• **What to work on**
a - In the patent excerpt on downhole completion assemblies, which component moves the frac sleeve to occlude the injection ports?
b - In the patent excerpt, rewrite the passage that begins at the words "[0005] FIGS. 2A-2E" and stops after "in FIG. 6A.", replacing "magnetic projectile" with "wireless dart".

• **Page excerpt**
▼

Following the hydraulic fracturing operation, the fracturing
assemblies are closed and corresponding production assemblies are
initiated and operated to extract hydrocarbons from the various pay
zones. Extracted hydrocarbons are then conveyed to the well surface
for collection.
BRIEF DESCRIPTION OF THE DRAWINGS
[0003] The following figures are included to illustrate certain
aspects of the present disclosure, and should not be viewed as
exclusive embodiments. The subject matter disclosed is capable of
considerable modifications, alterations, combinations, and
equivalents in form and function, without departing from the scope
of this disclosure.
[0004] FIG. 1 is a well system that may employ the principles of
the present disclosure.
[0005] FIGS. 2A-2E are cross-sectional side views of an example
fracturing assembly.
[0006] FIGS. 3A and 3B are individual isometric views of an example
embodiment of the magnetic projectile of FIG. 2A.
[0007] FIGS. 4A and 4B are cross-sectional side views of an example
production assembly.
[0008] FIG. 5 is an isometric view of an example completion section
that may form part of the completion assembly of FIG. 1, according
to one or more embodiments.
[0009] FIG. 6A is a partial cross-sectional side view of the
fracturing assembly of FIG. 5.
[0010] FIGS. 6B and 6C are enlarged cross-sectional side views of
the first and second frac actuators of FIG. 6A, respectively, as
indicated by the dashed boxes in FIG. 6A.
[0011] FIGS. 6D and 6E depict progressive views of the fracturing
assembly of FIG. 6A during example operation.
[0012] FIG. 7A is a partial cross-sectional side view of the
production assembly of FIG. 5.
[0013] FIG. 7B is an enlarged cross-sectional side view of the
production actuator of FIG. 7A, as indicated by the dashed box in
FIG. 7A.
[0014] FIG. 7C is a cross-sectional side view of the production
assembly of FIG. 7A with the production sleeve moved to the open
position.
[0015] FIGS. 8A and 8B are cross-sectional side views of an
alternate embodiment of the fracturing assembly of FIGS. 6A-6E.
DETAILED DESCRIPTION
[0016] The present disclosure is related to downhole completion
assemblies in the oil and gas industry and, more particularly, to
actuating fracturing and production assemblies using wireless
communication to undertake hydraulic fracturing and production
operations.
[0017] Embodiments disclosed herein describe the actuation
(movement between open and closed positions) of fracture and
production sleeves used in associated fracturing and production
assemblies, respectively, through wireless means. One example,
completion section for a downhole completion assembly includes a
base pipe that defines a central flow passage, one or more
injection ports, and one or more production ports. A fracturing
assembly is included in the completion section and includes a frac
sleeve positioned within the central flow passage adjacent the
injection ports, a sensor that detects a wireless signal, a first
frac actuator actuatable in response to the wireless signal to move
the frac sleeve and expose the injection ports, and a second frac
actuator actuatable based on the wireless signal to move the frac
sleeve to occlude the injection ports. A production assembly is
also included in the completion section and is axially offset from
the fracturing assembly. The fracturing assembly includes a
production sleeve positioned within the central flow passage
adjacent the production ports, a filtration device arranged about
the base pipe, and a production actuator actuatable based on the
wireless signal or an additional wireless signal to move the
production sleeve to an open position where the production ports
are exposed.

▲

• **Data block**
▼

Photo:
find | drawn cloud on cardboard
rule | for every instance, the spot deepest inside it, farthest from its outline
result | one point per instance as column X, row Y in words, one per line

▲

• **Answers for this exercise**
a - The second frac actuator.

b -
[0005] FIGS. 2A-2E are cross-sectional side views of an example
fracturing assembly.
[0006] FIGS. 3A and 3B are individual isometric views of an example
embodiment of the wireless dart of FIG. 2A.
[0007] FIGS. 4A and 4B are cross-sectional side views of an example
production assembly.
[0008] FIG. 5 is an isometric view of an example completion section
that may form part of the completion assembly of FIG. 1, according
to one or more embodiments.
[0009] FIG. 6A is a partial cross-sectional side view of the
fracturing assembly of FIG. 5.
[0010] FIGS. 6B and 6C are enlarged cross-sectional side views of
the first and second frac actuators of FIG. 6A, respectively, as
indicated by the dashed boxes in FIG. 6A.